[Data entries]
——

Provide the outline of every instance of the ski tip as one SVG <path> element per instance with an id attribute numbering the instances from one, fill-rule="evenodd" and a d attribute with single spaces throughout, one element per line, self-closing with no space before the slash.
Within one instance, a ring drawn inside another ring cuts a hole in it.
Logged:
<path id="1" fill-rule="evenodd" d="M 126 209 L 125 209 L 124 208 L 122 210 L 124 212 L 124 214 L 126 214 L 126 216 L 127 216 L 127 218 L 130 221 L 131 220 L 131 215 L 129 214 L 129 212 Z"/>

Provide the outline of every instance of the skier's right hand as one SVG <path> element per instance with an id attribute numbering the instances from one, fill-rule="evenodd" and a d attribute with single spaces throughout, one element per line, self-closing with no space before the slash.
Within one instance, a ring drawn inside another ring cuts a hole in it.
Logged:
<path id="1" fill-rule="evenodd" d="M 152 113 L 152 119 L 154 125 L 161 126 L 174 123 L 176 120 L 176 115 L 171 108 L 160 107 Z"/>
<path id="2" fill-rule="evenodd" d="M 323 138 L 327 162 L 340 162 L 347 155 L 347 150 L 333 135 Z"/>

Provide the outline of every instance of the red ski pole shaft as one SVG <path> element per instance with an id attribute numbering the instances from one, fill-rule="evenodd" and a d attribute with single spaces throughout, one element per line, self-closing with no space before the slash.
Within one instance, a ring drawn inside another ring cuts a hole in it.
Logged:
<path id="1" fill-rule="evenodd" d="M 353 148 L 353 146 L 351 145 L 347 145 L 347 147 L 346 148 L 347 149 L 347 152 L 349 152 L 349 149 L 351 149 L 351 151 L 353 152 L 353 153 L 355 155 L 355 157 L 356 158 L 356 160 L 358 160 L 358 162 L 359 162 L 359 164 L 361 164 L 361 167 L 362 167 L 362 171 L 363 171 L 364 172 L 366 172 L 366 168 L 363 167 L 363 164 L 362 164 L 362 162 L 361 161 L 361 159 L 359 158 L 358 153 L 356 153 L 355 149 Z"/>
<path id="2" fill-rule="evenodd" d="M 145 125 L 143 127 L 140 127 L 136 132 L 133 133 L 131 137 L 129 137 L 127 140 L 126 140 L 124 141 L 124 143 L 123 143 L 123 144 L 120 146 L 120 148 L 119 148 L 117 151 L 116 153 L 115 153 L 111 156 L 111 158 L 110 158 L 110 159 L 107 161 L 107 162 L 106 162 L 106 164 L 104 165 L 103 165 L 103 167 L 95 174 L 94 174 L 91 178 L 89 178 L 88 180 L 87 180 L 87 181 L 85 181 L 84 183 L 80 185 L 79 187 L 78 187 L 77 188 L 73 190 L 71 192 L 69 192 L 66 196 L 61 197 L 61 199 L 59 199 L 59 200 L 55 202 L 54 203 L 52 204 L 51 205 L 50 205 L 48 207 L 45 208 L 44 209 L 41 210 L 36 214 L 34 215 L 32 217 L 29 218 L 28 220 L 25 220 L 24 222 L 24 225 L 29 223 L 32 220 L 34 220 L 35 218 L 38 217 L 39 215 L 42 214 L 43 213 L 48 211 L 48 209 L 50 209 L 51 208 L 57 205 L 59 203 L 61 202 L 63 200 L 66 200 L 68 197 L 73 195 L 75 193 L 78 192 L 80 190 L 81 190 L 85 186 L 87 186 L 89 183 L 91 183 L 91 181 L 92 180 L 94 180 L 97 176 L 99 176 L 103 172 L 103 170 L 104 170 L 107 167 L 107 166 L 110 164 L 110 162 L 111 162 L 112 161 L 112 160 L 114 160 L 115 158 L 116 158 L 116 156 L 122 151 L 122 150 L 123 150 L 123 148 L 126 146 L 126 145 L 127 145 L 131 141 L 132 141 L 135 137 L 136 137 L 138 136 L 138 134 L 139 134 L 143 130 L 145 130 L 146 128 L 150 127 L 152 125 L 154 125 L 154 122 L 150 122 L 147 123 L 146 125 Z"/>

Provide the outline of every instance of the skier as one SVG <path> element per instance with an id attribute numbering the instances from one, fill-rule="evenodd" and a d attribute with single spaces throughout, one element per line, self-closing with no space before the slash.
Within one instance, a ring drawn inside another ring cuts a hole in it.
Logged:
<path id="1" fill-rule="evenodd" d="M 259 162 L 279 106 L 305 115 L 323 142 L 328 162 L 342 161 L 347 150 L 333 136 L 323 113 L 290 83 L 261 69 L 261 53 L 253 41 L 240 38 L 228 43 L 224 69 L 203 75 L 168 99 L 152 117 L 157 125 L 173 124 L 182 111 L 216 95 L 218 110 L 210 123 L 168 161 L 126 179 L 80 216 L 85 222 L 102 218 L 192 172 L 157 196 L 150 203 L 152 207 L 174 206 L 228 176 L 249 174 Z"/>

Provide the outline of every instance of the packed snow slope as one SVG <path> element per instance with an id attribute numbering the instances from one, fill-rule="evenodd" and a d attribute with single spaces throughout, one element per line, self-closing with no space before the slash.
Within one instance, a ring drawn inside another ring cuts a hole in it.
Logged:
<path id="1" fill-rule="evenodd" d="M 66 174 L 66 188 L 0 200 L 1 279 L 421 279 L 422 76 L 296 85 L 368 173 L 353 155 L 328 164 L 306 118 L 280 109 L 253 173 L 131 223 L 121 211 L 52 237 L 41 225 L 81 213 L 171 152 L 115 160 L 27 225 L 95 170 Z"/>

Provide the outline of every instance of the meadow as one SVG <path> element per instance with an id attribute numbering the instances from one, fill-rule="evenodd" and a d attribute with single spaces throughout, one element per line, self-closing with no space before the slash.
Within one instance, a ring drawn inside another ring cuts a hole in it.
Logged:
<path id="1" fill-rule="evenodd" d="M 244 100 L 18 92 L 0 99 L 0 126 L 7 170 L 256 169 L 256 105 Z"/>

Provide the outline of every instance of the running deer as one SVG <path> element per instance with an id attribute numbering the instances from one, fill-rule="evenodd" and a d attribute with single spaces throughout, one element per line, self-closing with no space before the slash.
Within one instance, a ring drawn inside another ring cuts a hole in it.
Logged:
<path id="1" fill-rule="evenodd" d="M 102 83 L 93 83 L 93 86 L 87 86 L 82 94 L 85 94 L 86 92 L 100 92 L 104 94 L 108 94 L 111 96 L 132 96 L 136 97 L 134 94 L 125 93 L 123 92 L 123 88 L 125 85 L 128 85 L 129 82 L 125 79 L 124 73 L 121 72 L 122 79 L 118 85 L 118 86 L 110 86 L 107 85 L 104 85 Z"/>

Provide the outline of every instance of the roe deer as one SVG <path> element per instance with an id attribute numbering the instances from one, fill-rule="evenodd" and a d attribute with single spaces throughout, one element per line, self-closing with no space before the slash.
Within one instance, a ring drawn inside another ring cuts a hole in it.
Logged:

——

[Job]
Express the lines starting with the one containing "Provide the outline of every instance of the packed" and going on through the one containing "102 83 L 93" as a two-column CSV with the headers instruction and logged_paths. Give one row for each block of wording together with the paths logged under it, put each field in double quotes, and replace line breaks with spaces.

[Response]
instruction,logged_paths
"Provide the outline of every instance of the packed snow slope as one SVG <path> element per instance with an id attribute numbering the instances from one, fill-rule=""evenodd"" and a d attribute with single spaces throughout, one element per line, self-closing with no space before the slash. Within one instance, a ring drawn inside another ring cuts a hole in it. Logged:","<path id=""1"" fill-rule=""evenodd"" d=""M 66 174 L 66 188 L 0 200 L 1 279 L 421 279 L 422 76 L 296 85 L 368 173 L 353 155 L 328 164 L 306 118 L 280 109 L 253 173 L 131 223 L 121 211 L 52 237 L 41 225 L 81 213 L 171 152 L 115 160 L 27 225 L 95 170 Z""/>"
"Provide the outline of every instance of the meadow as one SVG <path> element per instance with an id attribute numbering the instances from one, fill-rule=""evenodd"" and a d attribute with single spaces throughout, one element per line, self-closing with no space before the slash. Within one instance, a ring drawn inside another ring cuts a hole in it. Logged:","<path id=""1"" fill-rule=""evenodd"" d=""M 244 100 L 18 92 L 0 99 L 0 126 L 7 170 L 256 169 L 256 105 Z""/>"
"Provide the outline of every instance of the running deer as one SVG <path> element per instance with an id attribute numbering the instances from one, fill-rule=""evenodd"" and a d attribute with single spaces throughout, one element per line, self-closing with no space before the slash. Within one instance, a ring drawn inside another ring cuts a hole in it. Logged:","<path id=""1"" fill-rule=""evenodd"" d=""M 102 83 L 93 83 L 93 86 L 87 86 L 82 94 L 85 94 L 86 92 L 100 92 L 104 94 L 108 94 L 111 96 L 132 96 L 136 97 L 134 94 L 125 93 L 123 92 L 123 88 L 125 85 L 128 85 L 129 82 L 125 79 L 124 73 L 121 72 L 122 79 L 118 85 L 118 86 L 110 86 L 107 85 L 104 85 Z""/>"